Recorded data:
================

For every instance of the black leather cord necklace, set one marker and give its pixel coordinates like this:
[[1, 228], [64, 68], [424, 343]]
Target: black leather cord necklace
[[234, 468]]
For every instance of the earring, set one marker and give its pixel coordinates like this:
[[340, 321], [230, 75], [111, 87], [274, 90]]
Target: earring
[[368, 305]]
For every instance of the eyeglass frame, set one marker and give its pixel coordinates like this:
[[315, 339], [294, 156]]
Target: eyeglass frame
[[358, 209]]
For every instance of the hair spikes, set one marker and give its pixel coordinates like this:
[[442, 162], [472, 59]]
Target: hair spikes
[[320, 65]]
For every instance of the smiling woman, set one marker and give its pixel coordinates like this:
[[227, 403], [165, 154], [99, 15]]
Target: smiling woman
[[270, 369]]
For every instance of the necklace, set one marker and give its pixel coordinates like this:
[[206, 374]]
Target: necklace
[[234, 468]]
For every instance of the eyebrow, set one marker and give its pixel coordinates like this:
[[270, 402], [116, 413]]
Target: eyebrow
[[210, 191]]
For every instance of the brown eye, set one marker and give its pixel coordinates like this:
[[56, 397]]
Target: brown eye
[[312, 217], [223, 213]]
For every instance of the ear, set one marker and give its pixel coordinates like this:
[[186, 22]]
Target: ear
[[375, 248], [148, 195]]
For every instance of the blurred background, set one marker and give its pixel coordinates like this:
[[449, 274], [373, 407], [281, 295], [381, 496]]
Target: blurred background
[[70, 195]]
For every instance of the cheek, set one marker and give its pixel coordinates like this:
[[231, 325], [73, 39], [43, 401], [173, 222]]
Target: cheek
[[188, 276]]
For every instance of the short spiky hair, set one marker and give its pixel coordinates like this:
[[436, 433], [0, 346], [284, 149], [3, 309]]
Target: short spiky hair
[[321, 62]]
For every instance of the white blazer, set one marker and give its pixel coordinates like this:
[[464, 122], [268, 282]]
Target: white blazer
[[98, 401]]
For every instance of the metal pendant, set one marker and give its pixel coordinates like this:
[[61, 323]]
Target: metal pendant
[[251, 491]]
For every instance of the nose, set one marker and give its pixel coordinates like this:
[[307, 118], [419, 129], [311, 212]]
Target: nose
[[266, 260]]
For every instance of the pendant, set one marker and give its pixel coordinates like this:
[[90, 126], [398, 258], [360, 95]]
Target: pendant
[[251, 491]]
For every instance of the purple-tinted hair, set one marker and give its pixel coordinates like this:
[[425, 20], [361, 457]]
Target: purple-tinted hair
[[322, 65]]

================

SET PROBLEM. Echo every line of the listing above word for word.

SOLUTION.
For every instance of the black leather cord necklace, set one marker and give its pixel coordinates like this:
[[1, 228], [64, 68], [424, 343]]
Target: black leather cord necklace
[[234, 468]]
For every instance of the earring, set one marker and give its pixel coordinates like this:
[[340, 321], [230, 75], [111, 87], [274, 90]]
Target: earring
[[368, 305]]
For every instance of the eyeglass frame, set one marker and give its pixel coordinates like this:
[[315, 339], [294, 156]]
Target: eyeglass frame
[[358, 209]]
For every instance of the hair spikes, set one marker and give its pixel coordinates like this:
[[442, 162], [472, 59]]
Target: hair spikes
[[320, 65]]
For every instance of the smiling woman, set one marker and give its pixel coordinates like this:
[[227, 403], [165, 154], [99, 15]]
Target: smiling woman
[[270, 369]]
For every instance of the necklace, set one marker and give its pixel coordinates like this:
[[206, 374]]
Target: necklace
[[234, 468]]
For every instance of the eyebrow, set one marker and give its pixel coordinates like this:
[[270, 402], [116, 413]]
Target: eyebrow
[[210, 191]]
For every instance of the brown eye, set one marker and give its pixel coordinates like this:
[[56, 397]]
Target: brown eye
[[312, 217], [223, 213]]
For every instance of the ear, set one marker and give its pixel coordinates like this:
[[186, 22]]
Target: ear
[[375, 248], [148, 195]]
For every instance of the blurred background, set one marker and give its pixel coordinates like this:
[[449, 274], [373, 407], [281, 295], [381, 496]]
Target: blurred background
[[70, 195]]
For every instance of the cheek, set one marker and give its pixel coordinates like this:
[[231, 325], [73, 39], [43, 401], [173, 222]]
Target: cheek
[[188, 276]]
For every instance of the short spiky hair, set one marker and give its pixel coordinates like this:
[[436, 433], [0, 346], [284, 149], [3, 309]]
Target: short spiky hair
[[321, 62]]
For every instance of the white blazer, set one marker and give its pixel coordinates like this:
[[464, 122], [268, 282]]
Target: white blazer
[[98, 401]]
For every instance of the metal pendant, set one marker and give its pixel coordinates like this:
[[61, 323]]
Target: metal pendant
[[251, 491]]
For every instance of the nose, set one marker and give its pixel coordinates like this:
[[307, 118], [419, 129], [311, 212]]
Target: nose
[[266, 260]]
For every instance of the pendant, set one marker and give its pixel coordinates like this:
[[90, 126], [398, 258], [360, 95]]
Target: pendant
[[251, 491]]
For every instance of the purple-tinted hair, set one marker and give its pixel coordinates like this:
[[425, 20], [361, 457]]
Target: purple-tinted hair
[[322, 65]]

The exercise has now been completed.